● Work to complete
Nothing in the records should be altered; retype them all exactly.

*****

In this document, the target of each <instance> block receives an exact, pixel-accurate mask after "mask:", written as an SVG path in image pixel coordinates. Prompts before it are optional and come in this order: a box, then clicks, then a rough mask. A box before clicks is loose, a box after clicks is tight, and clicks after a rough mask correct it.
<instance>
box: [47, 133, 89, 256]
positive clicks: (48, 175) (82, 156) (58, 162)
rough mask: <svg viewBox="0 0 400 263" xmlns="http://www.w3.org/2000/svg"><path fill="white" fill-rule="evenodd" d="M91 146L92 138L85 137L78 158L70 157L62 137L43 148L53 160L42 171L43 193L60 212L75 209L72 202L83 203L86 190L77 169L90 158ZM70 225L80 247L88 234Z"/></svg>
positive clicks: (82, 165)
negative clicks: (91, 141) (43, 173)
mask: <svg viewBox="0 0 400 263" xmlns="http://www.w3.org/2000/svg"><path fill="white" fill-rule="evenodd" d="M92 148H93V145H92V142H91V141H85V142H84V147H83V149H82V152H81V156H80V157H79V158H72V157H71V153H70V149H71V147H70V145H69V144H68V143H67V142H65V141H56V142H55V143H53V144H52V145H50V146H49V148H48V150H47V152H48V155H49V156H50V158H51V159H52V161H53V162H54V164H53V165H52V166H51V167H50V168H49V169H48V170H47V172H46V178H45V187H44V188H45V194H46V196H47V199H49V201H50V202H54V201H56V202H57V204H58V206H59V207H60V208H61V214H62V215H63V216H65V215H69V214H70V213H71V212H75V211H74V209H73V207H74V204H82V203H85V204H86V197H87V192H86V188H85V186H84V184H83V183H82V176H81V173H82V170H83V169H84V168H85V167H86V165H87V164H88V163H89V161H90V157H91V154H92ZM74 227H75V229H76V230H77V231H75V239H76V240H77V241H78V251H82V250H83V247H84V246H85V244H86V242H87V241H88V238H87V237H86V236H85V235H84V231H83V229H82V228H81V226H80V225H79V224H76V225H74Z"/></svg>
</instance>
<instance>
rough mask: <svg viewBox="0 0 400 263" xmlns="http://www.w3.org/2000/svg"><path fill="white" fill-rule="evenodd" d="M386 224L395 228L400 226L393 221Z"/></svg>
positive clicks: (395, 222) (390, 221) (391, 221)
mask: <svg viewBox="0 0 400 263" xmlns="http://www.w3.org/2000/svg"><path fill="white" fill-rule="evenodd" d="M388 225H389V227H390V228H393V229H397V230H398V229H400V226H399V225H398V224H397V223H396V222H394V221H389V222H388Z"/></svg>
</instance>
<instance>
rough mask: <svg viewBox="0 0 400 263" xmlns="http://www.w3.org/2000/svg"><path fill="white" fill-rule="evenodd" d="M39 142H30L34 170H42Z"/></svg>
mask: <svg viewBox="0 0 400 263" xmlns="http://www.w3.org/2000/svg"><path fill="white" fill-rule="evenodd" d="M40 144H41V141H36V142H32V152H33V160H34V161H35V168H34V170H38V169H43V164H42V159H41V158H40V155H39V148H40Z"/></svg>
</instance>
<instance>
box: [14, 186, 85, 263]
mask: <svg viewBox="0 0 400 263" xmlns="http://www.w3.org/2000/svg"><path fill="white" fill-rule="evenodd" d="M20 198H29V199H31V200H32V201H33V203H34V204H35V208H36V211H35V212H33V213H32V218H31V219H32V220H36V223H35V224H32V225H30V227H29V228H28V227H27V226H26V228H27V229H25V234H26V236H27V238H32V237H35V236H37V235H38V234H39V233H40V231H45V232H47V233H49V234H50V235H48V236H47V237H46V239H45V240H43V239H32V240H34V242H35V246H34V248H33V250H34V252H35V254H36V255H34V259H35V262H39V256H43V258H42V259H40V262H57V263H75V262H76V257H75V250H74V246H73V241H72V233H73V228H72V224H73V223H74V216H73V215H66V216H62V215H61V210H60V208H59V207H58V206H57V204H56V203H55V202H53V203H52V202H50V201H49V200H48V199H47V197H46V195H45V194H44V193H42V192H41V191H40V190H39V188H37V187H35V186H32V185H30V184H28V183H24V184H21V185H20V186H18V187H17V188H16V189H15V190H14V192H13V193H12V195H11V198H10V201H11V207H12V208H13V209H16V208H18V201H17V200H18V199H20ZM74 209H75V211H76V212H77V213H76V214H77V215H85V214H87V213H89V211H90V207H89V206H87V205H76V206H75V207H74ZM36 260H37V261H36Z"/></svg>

*****

● Response area
In this document, the target of each <instance> block receives an exact, pixel-accurate mask after "mask:", written as an SVG path in image pixel coordinates. Prompts before it are optional and come in this order: a box, then clicks, then a rough mask. A box before clicks is loose, a box after clicks is tight, and clicks after a rough mask correct it.
<instance>
box: [47, 133, 89, 256]
positive clicks: (48, 175) (82, 156) (58, 162)
rough mask: <svg viewBox="0 0 400 263" xmlns="http://www.w3.org/2000/svg"><path fill="white" fill-rule="evenodd" d="M91 146L92 138L85 137L78 158L70 157L62 137L43 148L53 160L42 171L43 193L60 212L75 209L72 202L83 203L86 190L77 169L90 158ZM70 225L80 247L88 234Z"/></svg>
positive clicks: (82, 165)
negative clicks: (91, 141) (43, 173)
mask: <svg viewBox="0 0 400 263" xmlns="http://www.w3.org/2000/svg"><path fill="white" fill-rule="evenodd" d="M92 148H93V145H92V142H91V141H85V142H84V147H83V149H82V152H81V156H80V157H79V158H72V157H71V153H70V149H71V147H70V145H69V144H68V143H67V142H65V141H56V142H55V143H53V144H52V145H50V146H49V148H48V150H47V152H48V155H49V156H50V158H51V159H52V161H53V162H54V164H53V165H52V166H51V167H50V168H49V169H48V170H47V172H46V178H45V187H44V188H45V194H46V196H47V199H49V201H50V202H54V201H56V202H57V204H58V206H59V207H60V208H61V214H62V215H63V216H65V215H69V214H70V213H71V212H75V211H74V209H73V207H74V204H82V203H85V204H86V197H87V192H86V188H85V186H84V184H83V183H82V176H81V173H82V170H83V169H84V168H85V167H86V165H87V164H88V163H89V161H90V157H91V154H92ZM74 227H75V229H76V230H77V231H75V239H76V240H77V241H78V251H82V250H83V247H84V246H85V244H86V242H87V241H88V238H87V237H86V236H85V235H84V231H83V229H82V228H81V226H80V225H79V224H76V225H74Z"/></svg>
</instance>
<instance>
rough mask: <svg viewBox="0 0 400 263" xmlns="http://www.w3.org/2000/svg"><path fill="white" fill-rule="evenodd" d="M386 224L395 228L400 226L393 221Z"/></svg>
positive clicks: (395, 222) (390, 221) (391, 221)
mask: <svg viewBox="0 0 400 263" xmlns="http://www.w3.org/2000/svg"><path fill="white" fill-rule="evenodd" d="M388 225H389V227H390V228H393V229H397V230H398V229H400V226H399V225H398V224H397V223H396V222H394V221H389V222H388Z"/></svg>
</instance>
<instance>
rough mask: <svg viewBox="0 0 400 263" xmlns="http://www.w3.org/2000/svg"><path fill="white" fill-rule="evenodd" d="M39 142H30L34 170H42Z"/></svg>
mask: <svg viewBox="0 0 400 263" xmlns="http://www.w3.org/2000/svg"><path fill="white" fill-rule="evenodd" d="M40 144H41V141H36V142H32V152H33V160H34V161H35V168H34V170H38V169H43V164H42V159H41V158H40V155H39V148H40Z"/></svg>
</instance>
<instance>
box: [14, 186, 85, 263]
mask: <svg viewBox="0 0 400 263" xmlns="http://www.w3.org/2000/svg"><path fill="white" fill-rule="evenodd" d="M20 198H29V199H31V200H32V201H33V203H34V204H35V208H36V211H35V212H33V213H32V218H31V219H32V220H36V223H35V224H32V225H30V227H29V228H28V227H27V226H26V228H27V229H25V234H26V236H27V238H32V237H35V236H37V235H38V234H39V233H40V231H45V232H47V233H49V234H50V235H48V236H47V237H46V239H45V240H43V239H32V240H34V242H35V246H34V248H33V250H34V252H35V254H36V255H34V259H35V262H39V256H43V258H42V259H40V262H57V263H75V262H76V257H75V250H74V246H73V241H72V233H73V228H72V224H73V223H74V216H73V215H66V216H62V215H61V210H60V208H59V207H58V206H57V204H56V203H55V202H53V203H52V202H50V201H49V200H48V199H47V197H46V195H45V194H44V193H42V192H41V191H40V190H39V188H37V187H35V186H32V185H30V184H28V183H24V184H21V185H20V186H18V187H17V188H16V189H15V190H14V192H13V193H12V195H11V198H10V201H11V207H12V208H13V209H16V208H18V201H17V200H18V199H20ZM74 209H75V211H76V212H77V213H76V214H77V215H85V214H87V213H89V211H90V207H89V206H87V205H76V206H75V207H74ZM36 260H37V261H36Z"/></svg>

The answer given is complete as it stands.